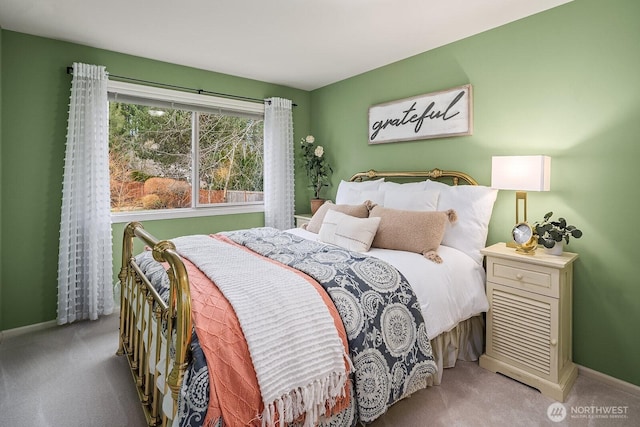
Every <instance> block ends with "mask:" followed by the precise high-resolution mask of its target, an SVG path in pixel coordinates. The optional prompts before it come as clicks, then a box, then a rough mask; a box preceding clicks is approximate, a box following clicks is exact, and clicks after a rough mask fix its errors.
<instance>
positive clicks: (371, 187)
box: [336, 178, 384, 205]
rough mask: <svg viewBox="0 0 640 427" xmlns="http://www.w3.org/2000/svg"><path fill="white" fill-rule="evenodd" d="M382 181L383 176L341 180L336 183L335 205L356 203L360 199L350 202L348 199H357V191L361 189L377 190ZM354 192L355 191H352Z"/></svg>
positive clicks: (362, 190)
mask: <svg viewBox="0 0 640 427" xmlns="http://www.w3.org/2000/svg"><path fill="white" fill-rule="evenodd" d="M383 181H384V178H380V179H376V180H372V181H363V182H350V181H344V180H341V181H340V184H339V185H338V192H337V193H336V205H357V204H359V203H362V202H363V201H364V200H367V199H364V200H362V201H359V202H355V203H351V202H350V200H353V199H354V198H356V199H359V195H358V192H362V191H378V188H379V187H380V184H381V183H382V182H383ZM352 191H353V192H355V193H352Z"/></svg>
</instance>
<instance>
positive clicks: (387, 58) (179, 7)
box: [0, 0, 570, 90]
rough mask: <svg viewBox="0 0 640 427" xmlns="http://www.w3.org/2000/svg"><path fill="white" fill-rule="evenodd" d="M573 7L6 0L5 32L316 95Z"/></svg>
mask: <svg viewBox="0 0 640 427" xmlns="http://www.w3.org/2000/svg"><path fill="white" fill-rule="evenodd" d="M569 1H570V0H315V1H311V0H217V1H216V0H182V1H170V0H155V1H143V0H108V1H105V0H0V26H1V27H2V28H3V29H5V30H11V31H18V32H22V33H27V34H33V35H38V36H43V37H48V38H52V39H58V40H64V41H69V42H74V43H79V44H83V45H88V46H92V47H97V48H102V49H108V50H113V51H117V52H123V53H128V54H132V55H136V56H141V57H145V58H151V59H156V60H161V61H166V62H171V63H176V64H182V65H187V66H191V67H195V68H201V69H205V70H211V71H217V72H221V73H226V74H232V75H235V76H241V77H246V78H251V79H256V80H261V81H265V82H271V83H277V84H282V85H286V86H291V87H295V88H299V89H305V90H312V89H316V88H319V87H322V86H325V85H328V84H331V83H334V82H336V81H340V80H343V79H345V78H348V77H351V76H354V75H357V74H360V73H363V72H366V71H369V70H372V69H374V68H378V67H380V66H383V65H386V64H390V63H392V62H395V61H398V60H401V59H404V58H408V57H410V56H413V55H416V54H418V53H421V52H425V51H428V50H431V49H433V48H436V47H439V46H443V45H445V44H448V43H451V42H454V41H456V40H460V39H463V38H465V37H468V36H471V35H474V34H478V33H480V32H483V31H486V30H489V29H491V28H495V27H498V26H500V25H503V24H506V23H509V22H512V21H515V20H517V19H521V18H524V17H526V16H529V15H532V14H535V13H538V12H541V11H543V10H546V9H550V8H552V7H555V6H558V5H561V4H564V3H568V2H569Z"/></svg>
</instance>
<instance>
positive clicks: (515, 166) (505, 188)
mask: <svg viewBox="0 0 640 427" xmlns="http://www.w3.org/2000/svg"><path fill="white" fill-rule="evenodd" d="M491 187H492V188H496V189H498V190H516V191H549V190H550V189H551V157H549V156H494V157H492V159H491Z"/></svg>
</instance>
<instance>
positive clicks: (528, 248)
mask: <svg viewBox="0 0 640 427" xmlns="http://www.w3.org/2000/svg"><path fill="white" fill-rule="evenodd" d="M550 182H551V157H549V156H493V157H492V159H491V187H492V188H495V189H498V190H515V191H516V222H515V226H514V227H513V230H512V236H513V242H512V243H507V246H509V247H515V248H516V250H517V251H518V252H521V253H525V254H533V253H534V252H535V249H536V246H537V243H536V239H535V235H534V231H533V229H532V228H531V226H530V225H529V224H528V223H527V191H549V190H550V188H551V185H550ZM520 204H522V205H523V217H522V219H521V218H520Z"/></svg>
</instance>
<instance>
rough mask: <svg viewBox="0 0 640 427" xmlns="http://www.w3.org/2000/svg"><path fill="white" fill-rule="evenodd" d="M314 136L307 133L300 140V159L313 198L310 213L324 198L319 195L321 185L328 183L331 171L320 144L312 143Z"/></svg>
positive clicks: (323, 148) (319, 205)
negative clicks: (329, 175)
mask: <svg viewBox="0 0 640 427" xmlns="http://www.w3.org/2000/svg"><path fill="white" fill-rule="evenodd" d="M314 143H315V138H314V137H313V135H307V137H306V138H303V139H302V141H300V144H301V146H302V159H303V161H304V167H305V169H306V171H307V176H308V177H309V187H310V188H311V189H313V199H311V213H312V214H314V213H315V212H316V210H318V208H319V207H320V206H321V205H322V204H323V203H324V199H322V198H321V197H320V191H321V190H322V187H326V186H328V185H329V174H330V173H331V172H333V170H332V169H331V166H329V162H328V161H327V159H326V157H325V155H324V154H325V153H324V148H323V147H322V145H314Z"/></svg>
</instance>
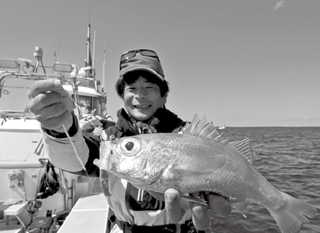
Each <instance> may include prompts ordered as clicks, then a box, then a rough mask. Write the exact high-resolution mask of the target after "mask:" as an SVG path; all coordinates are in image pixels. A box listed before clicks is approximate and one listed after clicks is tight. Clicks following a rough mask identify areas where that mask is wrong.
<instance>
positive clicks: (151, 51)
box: [120, 49, 160, 68]
mask: <svg viewBox="0 0 320 233" xmlns="http://www.w3.org/2000/svg"><path fill="white" fill-rule="evenodd" d="M137 53H140V54H141V55H142V56H145V57H153V58H157V60H158V61H159V62H160V60H159V57H158V55H157V54H156V52H155V51H153V50H150V49H137V50H130V51H127V52H124V53H123V54H122V55H121V57H120V68H121V64H123V63H125V62H126V61H127V60H128V59H130V58H133V57H135V56H136V55H137Z"/></svg>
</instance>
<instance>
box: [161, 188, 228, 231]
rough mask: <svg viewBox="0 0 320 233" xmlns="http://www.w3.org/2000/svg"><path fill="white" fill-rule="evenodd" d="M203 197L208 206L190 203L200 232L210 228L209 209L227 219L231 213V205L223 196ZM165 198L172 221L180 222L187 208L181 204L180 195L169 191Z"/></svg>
mask: <svg viewBox="0 0 320 233" xmlns="http://www.w3.org/2000/svg"><path fill="white" fill-rule="evenodd" d="M201 195H202V196H200V198H203V199H206V200H208V205H207V206H206V205H201V204H198V203H194V202H190V208H191V213H192V221H193V223H194V225H195V227H196V228H197V229H198V230H205V229H207V228H209V226H210V216H209V213H208V209H209V208H210V209H211V210H212V213H213V214H215V215H217V216H220V217H227V216H228V215H229V214H230V212H231V204H230V203H229V202H228V201H227V200H226V199H224V198H223V197H222V196H220V195H216V194H214V193H211V192H205V193H204V192H202V193H201ZM192 196H198V194H192ZM164 197H165V202H166V210H167V212H168V215H169V217H170V220H171V221H173V222H179V221H180V220H181V219H182V217H183V215H184V214H185V208H182V207H181V204H180V193H179V192H178V191H177V190H175V189H168V190H166V192H165V194H164Z"/></svg>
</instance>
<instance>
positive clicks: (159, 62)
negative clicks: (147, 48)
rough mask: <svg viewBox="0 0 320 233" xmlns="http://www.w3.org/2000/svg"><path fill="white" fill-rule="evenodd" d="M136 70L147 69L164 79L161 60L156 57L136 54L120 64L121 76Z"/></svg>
mask: <svg viewBox="0 0 320 233" xmlns="http://www.w3.org/2000/svg"><path fill="white" fill-rule="evenodd" d="M135 70H146V71H149V72H151V73H152V74H154V75H155V76H157V77H158V78H159V79H161V80H164V73H163V70H162V67H161V64H160V61H159V60H158V59H157V58H154V57H148V56H135V57H133V58H130V59H128V60H126V61H125V62H123V63H121V64H120V78H121V77H123V76H124V75H125V74H127V73H128V72H131V71H135Z"/></svg>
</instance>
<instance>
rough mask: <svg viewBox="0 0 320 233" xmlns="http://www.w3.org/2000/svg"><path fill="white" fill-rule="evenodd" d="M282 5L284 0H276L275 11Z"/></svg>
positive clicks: (283, 4)
mask: <svg viewBox="0 0 320 233" xmlns="http://www.w3.org/2000/svg"><path fill="white" fill-rule="evenodd" d="M283 6H284V0H279V1H277V3H276V5H275V6H274V8H273V9H274V10H275V11H276V10H277V9H279V8H281V7H283Z"/></svg>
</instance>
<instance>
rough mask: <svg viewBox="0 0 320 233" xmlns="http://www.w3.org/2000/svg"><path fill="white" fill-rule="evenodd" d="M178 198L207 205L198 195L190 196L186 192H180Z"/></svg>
mask: <svg viewBox="0 0 320 233" xmlns="http://www.w3.org/2000/svg"><path fill="white" fill-rule="evenodd" d="M180 198H181V199H183V200H184V201H188V202H194V203H198V204H201V205H208V204H207V202H206V201H205V200H203V199H201V198H200V197H191V196H189V195H188V194H181V196H180Z"/></svg>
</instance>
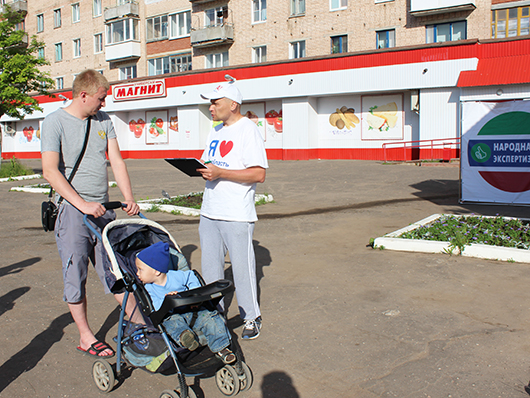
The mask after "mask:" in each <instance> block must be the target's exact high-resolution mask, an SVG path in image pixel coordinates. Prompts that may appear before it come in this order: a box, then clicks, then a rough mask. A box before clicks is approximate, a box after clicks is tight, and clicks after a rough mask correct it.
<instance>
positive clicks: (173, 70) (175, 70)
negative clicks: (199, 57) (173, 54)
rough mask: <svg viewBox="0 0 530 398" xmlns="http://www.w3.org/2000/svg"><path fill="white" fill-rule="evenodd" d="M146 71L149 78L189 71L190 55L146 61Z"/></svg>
mask: <svg viewBox="0 0 530 398" xmlns="http://www.w3.org/2000/svg"><path fill="white" fill-rule="evenodd" d="M147 69H148V70H147V73H148V75H149V76H154V75H163V74H166V73H175V72H185V71H187V70H191V54H185V55H182V54H180V55H170V56H167V57H161V58H154V59H150V60H148V66H147Z"/></svg>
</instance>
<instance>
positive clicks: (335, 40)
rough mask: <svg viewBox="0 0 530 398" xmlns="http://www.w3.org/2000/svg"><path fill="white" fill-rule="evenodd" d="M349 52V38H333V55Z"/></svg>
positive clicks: (332, 43)
mask: <svg viewBox="0 0 530 398" xmlns="http://www.w3.org/2000/svg"><path fill="white" fill-rule="evenodd" d="M347 52H348V36H346V35H343V36H335V37H332V38H331V53H332V54H341V53H347Z"/></svg>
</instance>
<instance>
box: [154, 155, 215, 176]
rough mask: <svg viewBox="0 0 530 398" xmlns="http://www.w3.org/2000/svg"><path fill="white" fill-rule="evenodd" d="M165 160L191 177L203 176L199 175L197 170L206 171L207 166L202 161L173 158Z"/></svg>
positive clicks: (185, 158) (187, 159)
mask: <svg viewBox="0 0 530 398" xmlns="http://www.w3.org/2000/svg"><path fill="white" fill-rule="evenodd" d="M164 160H165V161H166V162H168V163H169V164H170V165H172V166H173V167H176V168H177V169H179V170H180V171H182V172H183V173H185V174H187V175H189V176H190V177H201V176H202V174H201V173H199V172H198V171H197V169H206V166H205V165H204V164H203V163H202V162H201V161H200V160H198V159H195V158H173V159H164Z"/></svg>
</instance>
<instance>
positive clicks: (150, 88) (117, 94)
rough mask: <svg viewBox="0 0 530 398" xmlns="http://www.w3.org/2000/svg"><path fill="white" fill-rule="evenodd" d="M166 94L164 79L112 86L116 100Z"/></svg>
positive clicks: (124, 99)
mask: <svg viewBox="0 0 530 398" xmlns="http://www.w3.org/2000/svg"><path fill="white" fill-rule="evenodd" d="M166 95H167V93H166V82H165V80H164V79H160V80H148V81H141V82H135V83H128V84H117V85H115V86H112V98H113V99H114V101H127V100H136V99H144V98H157V97H165V96H166Z"/></svg>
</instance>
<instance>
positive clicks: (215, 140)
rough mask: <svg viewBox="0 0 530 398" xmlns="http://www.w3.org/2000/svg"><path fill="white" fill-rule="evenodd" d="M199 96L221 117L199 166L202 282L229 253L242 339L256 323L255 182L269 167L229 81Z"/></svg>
mask: <svg viewBox="0 0 530 398" xmlns="http://www.w3.org/2000/svg"><path fill="white" fill-rule="evenodd" d="M201 97H202V98H204V99H208V100H210V102H211V105H210V113H211V115H212V119H213V120H214V121H219V122H222V123H220V124H218V125H217V126H215V127H214V128H213V129H212V130H211V131H210V134H209V135H208V139H207V141H206V149H205V150H204V153H203V154H202V160H203V162H205V163H206V166H207V168H206V169H199V171H200V173H201V174H202V176H203V178H204V179H205V180H206V186H205V189H204V196H203V203H202V208H201V221H200V225H199V234H200V238H201V251H202V262H201V264H202V265H201V268H202V276H203V278H204V280H205V281H206V283H210V282H214V281H216V280H219V279H222V278H224V265H225V256H226V253H227V251H228V252H229V253H230V262H231V264H232V273H233V275H234V284H235V287H236V297H237V302H238V305H239V314H240V316H241V318H242V319H243V320H244V321H245V326H244V328H243V332H242V338H243V339H247V340H249V339H255V338H256V337H258V336H259V333H260V328H261V312H260V308H259V305H258V297H257V282H256V257H255V253H254V247H253V245H252V235H253V233H254V223H255V222H256V221H257V219H258V218H257V215H256V207H255V202H254V196H255V193H256V183H258V182H263V181H265V174H266V171H265V170H266V169H267V168H268V167H269V165H268V162H267V154H266V152H265V145H264V142H263V138H262V136H261V134H260V132H259V130H258V128H257V126H256V124H255V123H254V122H253V121H251V120H250V119H248V118H246V117H244V116H243V115H241V102H242V100H243V97H242V95H241V92H240V91H239V90H238V88H237V87H236V86H235V85H234V83H233V81H231V82H226V83H223V84H221V85H219V86H218V87H217V88H216V89H215V90H213V91H212V92H210V93H207V94H201Z"/></svg>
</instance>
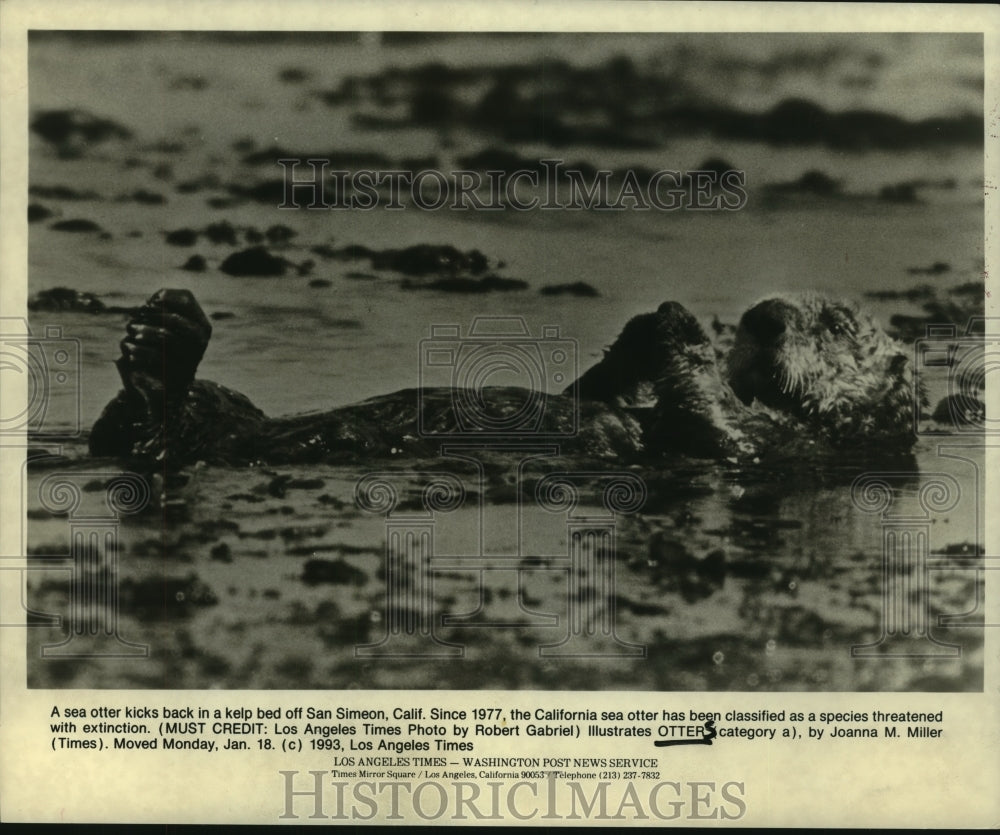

● Problem
Output only the lines running from the top of the data above to the line with "box: [0, 0, 570, 90]", inclusive, word for word and without pictures.

● Output of the task
Every <instance> block ends with "mask:" followed by the precise high-resolution mask of its target, an SVG path in pixel coordinates. The optional prompts before it come as clicks, then a box, then a rough mask; a box preceding clicks is approximate, a box following clicks is exact, and clicks after a rough mask fix its errors.
<instance>
positive clicks: (371, 187)
box: [336, 178, 384, 205]
rough mask: <svg viewBox="0 0 640 427" xmlns="http://www.w3.org/2000/svg"><path fill="white" fill-rule="evenodd" d="M382 181L383 176L341 180L336 183L335 205L356 203L360 199L350 202L348 199H357V191L361 189L377 190ZM354 192L355 191H352Z"/></svg>
positive clicks: (362, 190)
mask: <svg viewBox="0 0 640 427" xmlns="http://www.w3.org/2000/svg"><path fill="white" fill-rule="evenodd" d="M383 181H384V178H380V179H376V180H372V181H363V182H350V181H344V180H341V181H340V184H339V185H338V192H337V193H336V205H357V204H359V203H362V202H363V201H364V200H367V199H364V200H362V201H359V202H355V203H351V202H350V200H353V199H354V198H356V199H359V195H358V192H362V191H378V188H379V187H380V184H381V183H382V182H383ZM352 191H353V192H355V193H352Z"/></svg>
</instance>
<instance>
positive clicks: (387, 58) (179, 7)
box: [0, 0, 570, 90]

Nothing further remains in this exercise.